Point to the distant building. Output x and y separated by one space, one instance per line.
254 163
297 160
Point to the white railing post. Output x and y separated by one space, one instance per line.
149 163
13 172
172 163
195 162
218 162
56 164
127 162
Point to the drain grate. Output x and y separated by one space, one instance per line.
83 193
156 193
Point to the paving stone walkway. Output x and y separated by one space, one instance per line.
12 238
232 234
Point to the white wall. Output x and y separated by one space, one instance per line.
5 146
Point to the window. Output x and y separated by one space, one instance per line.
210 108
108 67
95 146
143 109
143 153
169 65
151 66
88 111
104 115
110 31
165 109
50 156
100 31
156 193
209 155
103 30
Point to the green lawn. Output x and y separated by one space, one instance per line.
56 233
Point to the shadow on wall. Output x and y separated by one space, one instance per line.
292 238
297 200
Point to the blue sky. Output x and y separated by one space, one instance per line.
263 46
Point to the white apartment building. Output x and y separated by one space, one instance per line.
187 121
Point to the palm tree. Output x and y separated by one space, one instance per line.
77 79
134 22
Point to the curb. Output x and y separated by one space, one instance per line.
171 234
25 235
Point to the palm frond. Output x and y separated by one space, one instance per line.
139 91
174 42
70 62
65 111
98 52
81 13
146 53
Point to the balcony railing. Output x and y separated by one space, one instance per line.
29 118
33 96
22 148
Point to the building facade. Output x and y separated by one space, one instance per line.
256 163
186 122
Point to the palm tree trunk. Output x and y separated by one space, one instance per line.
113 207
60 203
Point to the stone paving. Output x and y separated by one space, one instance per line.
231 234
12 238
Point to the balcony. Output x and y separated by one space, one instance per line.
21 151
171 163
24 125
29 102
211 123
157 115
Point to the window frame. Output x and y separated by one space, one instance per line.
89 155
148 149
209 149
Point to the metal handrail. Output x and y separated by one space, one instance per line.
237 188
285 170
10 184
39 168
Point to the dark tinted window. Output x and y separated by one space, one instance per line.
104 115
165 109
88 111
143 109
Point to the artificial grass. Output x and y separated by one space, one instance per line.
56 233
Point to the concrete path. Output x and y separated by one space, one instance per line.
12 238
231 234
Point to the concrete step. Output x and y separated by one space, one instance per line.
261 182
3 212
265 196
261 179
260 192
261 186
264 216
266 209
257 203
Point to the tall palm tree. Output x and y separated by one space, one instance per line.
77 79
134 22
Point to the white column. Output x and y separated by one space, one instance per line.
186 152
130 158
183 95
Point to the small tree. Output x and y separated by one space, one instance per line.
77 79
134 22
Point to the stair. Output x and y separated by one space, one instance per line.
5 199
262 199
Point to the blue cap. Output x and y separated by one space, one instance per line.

### [What this task involves]
Recast every line of the entries above as a numbered list, leaving out any blank lines.

### [Finished task]
1. Point to the distant building. Output x and y separated by one space, one instance per line.
2. 254 163
3. 297 160
4. Point to the white railing post. Output x and y separated by one space, one instance per line.
5. 149 163
6. 13 172
7. 172 163
8. 195 162
9. 218 162
10. 56 164
11. 127 162
12. Point to the drain grate. Output x and y separated by one space, one instance per line.
13. 83 193
14. 156 193
15. Point to the paving stone walkway. Output x and y separated by one space, one instance per line.
16. 12 238
17. 232 234
18. Point to the white wall. Output x and y separated by one space, one instance per line.
19. 5 146
20. Point to the window. Output x and y separated by one space, one instance per line.
21. 210 108
22. 108 67
23. 95 146
24. 143 109
25. 143 153
26. 169 65
27. 151 66
28. 88 111
29. 104 115
30. 110 31
31. 165 109
32. 50 156
33. 100 31
34. 156 193
35. 209 155
36. 103 30
37. Point to the green lawn. Output x and y separated by one space, one instance per line.
38. 56 233
39. Point to the shadow on wall. Output x and y separated by one space, one instance per line.
40. 292 238
41. 297 200
42. Point to the blue sky. Output x and y separated by one space, one instance per line.
43. 263 46
44. Point to the white apartment building. Output x and y separated by one space, one instance per line.
45. 187 121
46. Point to the palm tree. Output x and y separated by one space, one instance per line.
47. 77 79
48. 134 22
49. Point to the curb. Output x and y separated by one space, one instance per line.
50. 171 234
51. 25 235
52. Point to the palm frond. Output x and y separated by one space, one instance per line.
53. 139 91
54. 174 42
55. 70 62
56. 65 111
57. 98 52
58. 81 13
59. 146 53
60. Point to the balcony railing. Output x and y separated by one space, one instance per line.
61. 29 118
62. 33 96
63. 22 148
64. Point to the building facade. Output x and y separated by one space, one instance per line.
65. 256 163
66. 186 122
67. Point to the palm tree trunk. Output x and y separated by one space, one instance per line.
68. 113 207
69. 60 203
70. Point to the stone paving. Output x and y separated by one space, one instance per line.
71. 231 234
72. 12 238
73. Point to the balcony. Output x and y separated by one space, one instance per line.
74. 21 151
75. 171 163
76. 24 125
77. 29 102
78. 211 123
79. 157 115
80. Point to the window frame. Output x and y separated by one space, one instance per line.
81. 89 155
82. 148 149
83. 209 149
84. Point to the metal handrail. Output x and y separated by one space, one instance per line.
85. 237 188
86. 285 170
87. 10 184
88. 39 168
89. Point to the dark tinted window. Output x and y separated by one space, one instance per line.
90. 104 115
91. 165 109
92. 88 111
93. 143 109
94. Point to the artificial grass. Output x and y separated by one space, one instance per line.
95. 56 233
96. Point to the concrete path. Output x and y separated by one space, one instance per line.
97. 12 238
98. 231 234
99. Point to the concrete step. Output x and y separated by one space, one instance per line.
100. 261 182
101. 3 212
102. 265 196
103. 261 179
104. 260 192
105. 261 186
106. 264 216
107. 266 209
108. 257 203
109. Point to the tall palm tree. Output x and y separated by one space, one instance per line.
110. 77 79
111. 134 22
112. Point to the white column. Output x and y separated by one space, one instance per line.
113. 186 152
114. 130 158
115. 183 95
116. Point to the small tree. Output x and y separated by one space, one instance per line.
117. 77 79
118. 134 22
119. Point to the stair. Output x and y separated by one space, one instance per line.
120. 5 199
121. 262 199
122. Point to the blue cap. Output x and y separated by one space, one instance per line.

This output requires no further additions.